> [Task to complete] With the pictures left out, write every entry down exactly.

Point-per-instance localization data
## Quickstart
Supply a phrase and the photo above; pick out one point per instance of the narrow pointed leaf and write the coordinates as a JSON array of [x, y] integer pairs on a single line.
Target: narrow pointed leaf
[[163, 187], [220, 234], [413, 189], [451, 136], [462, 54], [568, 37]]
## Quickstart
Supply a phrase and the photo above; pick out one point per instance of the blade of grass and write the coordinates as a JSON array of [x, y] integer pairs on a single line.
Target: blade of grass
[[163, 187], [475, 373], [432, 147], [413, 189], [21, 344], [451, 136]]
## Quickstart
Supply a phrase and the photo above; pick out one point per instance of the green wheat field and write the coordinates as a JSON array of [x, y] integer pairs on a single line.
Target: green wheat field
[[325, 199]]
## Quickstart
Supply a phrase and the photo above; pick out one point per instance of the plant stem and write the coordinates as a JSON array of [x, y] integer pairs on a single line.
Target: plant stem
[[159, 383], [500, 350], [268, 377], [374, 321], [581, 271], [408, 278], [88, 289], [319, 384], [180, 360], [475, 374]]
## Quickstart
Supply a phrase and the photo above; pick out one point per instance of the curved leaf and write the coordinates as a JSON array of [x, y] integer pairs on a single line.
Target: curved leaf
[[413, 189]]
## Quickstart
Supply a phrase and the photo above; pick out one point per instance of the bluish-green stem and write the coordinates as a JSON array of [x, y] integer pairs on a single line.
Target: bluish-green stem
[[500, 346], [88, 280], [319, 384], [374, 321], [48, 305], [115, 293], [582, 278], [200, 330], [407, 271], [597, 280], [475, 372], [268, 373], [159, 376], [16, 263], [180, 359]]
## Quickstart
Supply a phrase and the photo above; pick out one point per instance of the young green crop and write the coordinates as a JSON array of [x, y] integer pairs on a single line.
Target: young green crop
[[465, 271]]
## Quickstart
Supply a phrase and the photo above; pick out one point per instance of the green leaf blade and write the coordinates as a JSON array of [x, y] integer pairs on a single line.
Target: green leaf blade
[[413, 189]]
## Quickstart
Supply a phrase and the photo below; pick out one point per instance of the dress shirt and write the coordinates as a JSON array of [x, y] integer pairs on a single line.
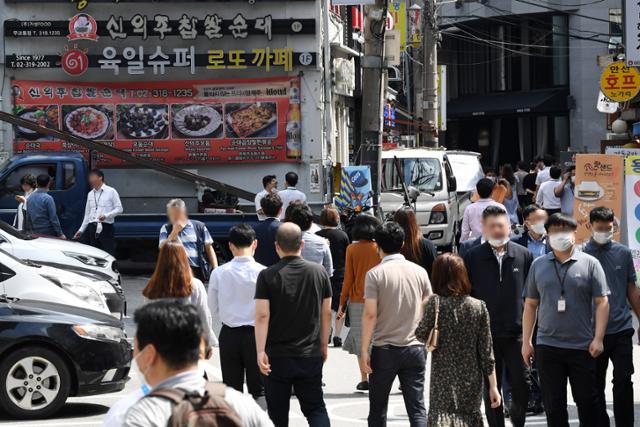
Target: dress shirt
[[316, 249], [289, 195], [232, 288], [472, 218], [543, 176], [103, 201], [546, 196]]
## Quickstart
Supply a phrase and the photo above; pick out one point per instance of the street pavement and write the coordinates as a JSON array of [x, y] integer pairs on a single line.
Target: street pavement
[[346, 407]]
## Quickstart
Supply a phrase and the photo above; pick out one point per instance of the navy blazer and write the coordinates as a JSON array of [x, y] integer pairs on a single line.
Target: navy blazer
[[266, 234]]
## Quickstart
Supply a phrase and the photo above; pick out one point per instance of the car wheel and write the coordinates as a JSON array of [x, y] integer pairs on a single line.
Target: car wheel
[[35, 383]]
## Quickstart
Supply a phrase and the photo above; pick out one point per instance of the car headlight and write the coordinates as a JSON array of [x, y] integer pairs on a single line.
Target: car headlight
[[88, 259], [84, 292], [99, 332]]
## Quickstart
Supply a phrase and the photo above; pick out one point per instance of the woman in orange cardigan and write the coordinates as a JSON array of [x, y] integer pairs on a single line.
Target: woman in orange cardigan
[[362, 256]]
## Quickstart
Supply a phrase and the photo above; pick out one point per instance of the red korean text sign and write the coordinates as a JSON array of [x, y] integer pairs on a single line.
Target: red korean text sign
[[179, 122]]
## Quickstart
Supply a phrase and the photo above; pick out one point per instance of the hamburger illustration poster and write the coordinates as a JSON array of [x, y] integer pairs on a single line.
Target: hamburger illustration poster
[[599, 182]]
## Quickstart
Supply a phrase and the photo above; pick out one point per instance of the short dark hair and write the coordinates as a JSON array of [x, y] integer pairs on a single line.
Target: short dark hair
[[271, 204], [28, 179], [450, 277], [329, 217], [301, 215], [43, 180], [289, 238], [364, 227], [484, 188], [291, 178], [266, 180], [242, 235], [561, 220], [493, 211], [97, 172], [529, 209], [601, 214], [174, 328], [390, 237]]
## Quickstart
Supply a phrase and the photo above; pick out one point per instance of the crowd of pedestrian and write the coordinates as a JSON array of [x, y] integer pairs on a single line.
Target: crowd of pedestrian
[[517, 314]]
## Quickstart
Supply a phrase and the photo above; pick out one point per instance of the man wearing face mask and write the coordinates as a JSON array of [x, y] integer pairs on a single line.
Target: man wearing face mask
[[497, 270], [167, 348], [617, 262], [535, 236], [566, 289]]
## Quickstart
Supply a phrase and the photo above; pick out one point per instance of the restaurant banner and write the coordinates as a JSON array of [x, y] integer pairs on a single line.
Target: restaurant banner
[[179, 122], [599, 182], [632, 202]]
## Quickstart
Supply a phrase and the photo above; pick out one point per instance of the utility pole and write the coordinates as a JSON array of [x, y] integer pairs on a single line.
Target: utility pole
[[373, 80], [430, 37]]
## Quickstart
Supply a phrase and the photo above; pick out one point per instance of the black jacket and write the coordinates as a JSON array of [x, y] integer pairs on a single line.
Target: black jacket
[[266, 234], [502, 291]]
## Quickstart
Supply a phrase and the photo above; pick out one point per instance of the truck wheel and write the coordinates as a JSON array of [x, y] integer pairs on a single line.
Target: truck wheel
[[34, 383]]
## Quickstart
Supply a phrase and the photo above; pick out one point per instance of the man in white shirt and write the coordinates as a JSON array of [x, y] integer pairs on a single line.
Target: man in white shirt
[[232, 289], [103, 205], [546, 196], [290, 194], [270, 184]]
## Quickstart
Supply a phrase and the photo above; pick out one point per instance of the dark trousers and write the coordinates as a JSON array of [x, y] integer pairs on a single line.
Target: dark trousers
[[507, 352], [619, 349], [238, 358], [105, 240], [305, 375], [555, 366], [408, 363]]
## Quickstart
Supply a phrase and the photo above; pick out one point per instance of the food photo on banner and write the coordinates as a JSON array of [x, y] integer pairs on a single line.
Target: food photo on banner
[[599, 182], [179, 122]]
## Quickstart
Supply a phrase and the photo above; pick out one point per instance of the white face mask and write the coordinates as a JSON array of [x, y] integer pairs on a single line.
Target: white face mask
[[602, 238], [561, 241], [496, 243], [538, 228]]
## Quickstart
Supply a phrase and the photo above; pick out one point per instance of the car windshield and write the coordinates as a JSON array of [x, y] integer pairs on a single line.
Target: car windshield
[[425, 174], [11, 230], [467, 170]]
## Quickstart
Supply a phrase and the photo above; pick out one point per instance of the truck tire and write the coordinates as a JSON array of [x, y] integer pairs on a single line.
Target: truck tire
[[34, 382]]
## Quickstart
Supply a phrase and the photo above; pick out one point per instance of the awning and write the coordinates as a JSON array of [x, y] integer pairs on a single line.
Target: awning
[[508, 103]]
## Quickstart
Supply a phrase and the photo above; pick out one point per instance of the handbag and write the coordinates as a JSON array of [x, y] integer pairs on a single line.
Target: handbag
[[432, 339]]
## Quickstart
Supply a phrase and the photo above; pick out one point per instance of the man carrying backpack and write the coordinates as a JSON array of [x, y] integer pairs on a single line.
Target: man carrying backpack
[[167, 348]]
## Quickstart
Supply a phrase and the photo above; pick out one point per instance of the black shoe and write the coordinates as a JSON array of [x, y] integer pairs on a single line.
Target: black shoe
[[363, 386]]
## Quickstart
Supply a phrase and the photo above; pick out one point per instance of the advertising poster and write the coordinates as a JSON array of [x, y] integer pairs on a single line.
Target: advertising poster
[[179, 122], [355, 188], [632, 199], [599, 182]]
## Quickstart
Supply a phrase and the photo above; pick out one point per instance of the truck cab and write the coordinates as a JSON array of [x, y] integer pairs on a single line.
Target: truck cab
[[69, 184], [440, 205]]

> [Response to the task]
## Quickstart
Supply a phrase and the photo above; pick out one point per instance of the narrow pointed leaf and write the coordinates as a JSON array of [x, y] integer pairs on a single line.
Target: narrow pointed leaf
[[163, 187], [220, 234], [413, 189], [451, 136], [462, 54], [568, 37]]
## Quickstart
Supply a phrase and the photo above; pick out one point per instance of the blade of grass and write the coordinates as a JSON array of [x, y] integer pairs on a single line.
Target: blade of grass
[[163, 187], [475, 373], [432, 147], [413, 189], [21, 344], [451, 136]]
## Quickstart
Supply a phrase and the photo above; pick out one point per instance of the green wheat field and write the coordinates as a JSON array of [x, y] integer pairs on a single line.
Target: green wheat field
[[325, 199]]
## Quickstart
Supply a phrase and the photo above; pick out one point per instance of the plant stem and write the coordinates as a JSON array of [x, y] integer pairs on a single line.
Target: plant stem
[[159, 383], [500, 350], [268, 377], [374, 321], [581, 271], [408, 278], [88, 289], [319, 384], [180, 360], [475, 374]]
## Quickstart
Supply a phrase and the photo above; pick out one point per instance of the curved leaf and write the coordinates as a JSON array of [x, y] integer pairs on a single line.
Target: curved leaf
[[413, 189]]
## Quickstart
Supply a phrase and the photo above; pick out one point per instance of the bluish-green stem and write the coordinates as a JSON array of [x, y] integer pairs on a single line.
Target: bluish-green stem
[[500, 346], [88, 280], [319, 384], [374, 321], [48, 305], [115, 293], [582, 278], [200, 330], [407, 271], [597, 280], [475, 372], [268, 373], [159, 376], [16, 263], [180, 359]]
## Quickstart
Supply a phrase and the photo above; pick out one point per instance of the young green crop and write the coordinates as a JSON array of [x, y] integer pairs on a single line.
Target: young green crop
[[465, 271]]
## Quickstart
Supply a phrase and the photo above; pick out one point per instance of the green leaf blade and write the coordinates as a JSON array of [x, y] integer pairs on a single line.
Target: green leaf blade
[[413, 189]]
## Quickstart
Supply a phrase and the photo below; pick out one point per instance of the dress shirt and write the coordinates as a JSON array of [x, y] integer pairs on a single line.
Target: dress shirt
[[316, 249], [289, 195], [232, 288], [472, 218], [543, 176], [103, 201], [546, 196]]
## Quickstart
Supply a phrase and the photo above; pick out one point per instance of the street pavement and write the coordinates as a JSON array of [x, y] integer pairs on a single line.
Target: street pavement
[[346, 407]]
## Quickstart
Supply a phrase and the photo above; pick out one point per instance of the navy blazer and write the coordinates as a JSON array of [x, y] integer pairs on a single line.
Target: navy blazer
[[266, 234]]
## Quickstart
Supply a phrase and the photo above; pick out one point per instance of the car wheel and write the coordinates as a JSON array of [x, y] integer pairs on a single line.
Target: car wheel
[[35, 383]]
## Quickstart
Supply a phrase and the photo above; pick out one point per instance of the car headlight and write the coordinates as a JSON array of [x, y] integer pairs on a single line.
Target: car headlight
[[88, 259], [84, 292], [99, 332]]
## Quickstart
Supply a phrase and the photo above; pick out one point per instance of the woman in orange cardigan and write the coordinates as a JSON array of [x, y] integer pairs on a single line.
Target: woman in orange cardigan
[[362, 256]]
## Quickstart
Supply a phrase and the photo above; pick out one point per instance of the red korean text sign and write the coordinates as a JSON array of [x, y] integer pairs on a single line.
Target: red korean text sign
[[179, 122]]
## Quickstart
Supply a phrase and the photo above; pick out one point per instance of the hamburger illustration poster and write the coordinates as a JSON array of [x, y] integer pairs on a single line.
Target: hamburger illustration poster
[[599, 182]]
## Quickstart
Supply a phrase and the photo above; pick out one point per instance of the short dark hair and write the coordinates as a JSON array of [x, y] integer pairs on a single line.
Target: short dark hair
[[271, 204], [28, 179], [450, 277], [329, 217], [301, 215], [43, 180], [289, 238], [364, 227], [484, 188], [291, 178], [266, 180], [242, 235], [561, 220], [493, 211], [97, 172], [529, 209], [601, 214], [174, 328], [390, 237]]
## Quickstart
Supply a phrase and the photo above; pick out one point per instance of the crowd of pedestrian and write the coordinates as a JSON array of [x, y] integer pairs on a single line.
Target: crowd of pedestrian
[[517, 314]]
## Quickstart
Supply a phrase and the photo above; pick out one point per instance of the man wearing face mask and write the coordinates as a JSON array of [x, y] integer pairs on a single line.
Target: man wearing face mask
[[497, 270], [167, 348], [617, 262], [535, 236], [566, 289]]
## Quickstart
Supply a phrase and the photo above; pick out one point per instance of the restaurant banner and write the coordinates as a JSON array of [x, y] integer pairs on a single line.
Target: restaurant banner
[[179, 122], [599, 182], [632, 202]]
## Quickstart
Supply a phrase and the photo above; pick out one point per instance of the utility pole and write the coordinates as a JSON array of [x, y] integer pairs on a single line.
Target: utility pole
[[373, 80], [430, 37]]
## Quickstart
Supply a phrase and the photo above; pick out one point per instance of the black jacket and write the coordinates as a JSON array of [x, y] integer pairs on a single line.
Target: black jacket
[[266, 234], [502, 291]]
## Quickstart
Supply a phrase and the photo above; pick out one point per instance of the truck wheel and write the coordinates as a JSON array of [x, y] integer pairs on a single line.
Target: truck wheel
[[34, 383]]
## Quickstart
Supply a phrase and the photo above; pick out one point per instance of the man in white shirt and write the coordinates as a JSON array of [x, y] integer pairs on a single line.
Target: man in white shirt
[[232, 289], [103, 205], [546, 196], [290, 194], [270, 184]]
## Quickstart
Supply a phrase and the photo above; pick out one point per instance of the dark trousers and write the coordinates as a JSON array of [x, y] integer pairs on a single line.
Target: dark trousers
[[507, 352], [619, 349], [238, 358], [105, 240], [305, 375], [555, 366], [408, 363]]
## Quickstart
Supply a phrase and the photo above; pick out one point per instance of the food photo on banner and write the coordinates as a JSON array of [x, y] integer pairs on a single line.
Target: food photo on banner
[[599, 182], [179, 122]]
## Quickstart
Supply a phrase and the photo above; pick out one point per instance of the white face mask and write the coordinates as a JSON array of [x, y] integer pairs on a single line.
Target: white face mask
[[602, 238], [561, 241], [496, 243], [538, 228]]
## Quickstart
Supply a phrase and the photo above; pick out one point per instance of the car windshield and write the coordinates as a JSON array of [x, y] integer pairs on a single line.
Target: car windshield
[[425, 174], [11, 230], [467, 170]]
## Quickstart
Supply a phrase and the photo above; pick out one point per instance of the truck tire and write the coordinates as a JSON array of [x, y] integer pairs on a single line.
Target: truck tire
[[34, 382]]
## Quickstart
Supply a phrase and the photo above; pick out one point per instance of the awning and write the coordinates as a JSON array of [x, y] integer pairs on a single line.
Target: awning
[[508, 103]]
## Quickstart
Supply a phrase and the photo above; pick out one point per instance of the handbag and write the coordinates as a JSON array of [x, y] integer pairs on a single line.
Target: handbag
[[432, 339]]
## Quickstart
Supply a phrase and the photo above; pick out one point per instance of the man carrying backpack and write the coordinates as a JSON array of [x, y] integer pairs on a single line.
Target: man carrying backpack
[[167, 348]]
## Quickstart
Supply a phrase and the photo above; pick out one point per instance of the black shoe and write the coordinates as a JSON array of [x, y] integer pairs on a single line.
Target: black shoe
[[363, 386]]
## Quickstart
Supply a phrase and the photo above; pick out one point per instance of the advertising poster and write the coordinates as a JSON array of [x, y] integer pairs on a single line.
Target: advertising poster
[[179, 122], [355, 188], [632, 199], [599, 182]]
## Quickstart
Supply a phrase and the photo above; pick out one point per instance of the truck cab and write the coordinates as a JSON array of [x, y] integer pairs on a single line.
Target: truck cab
[[69, 184], [440, 205]]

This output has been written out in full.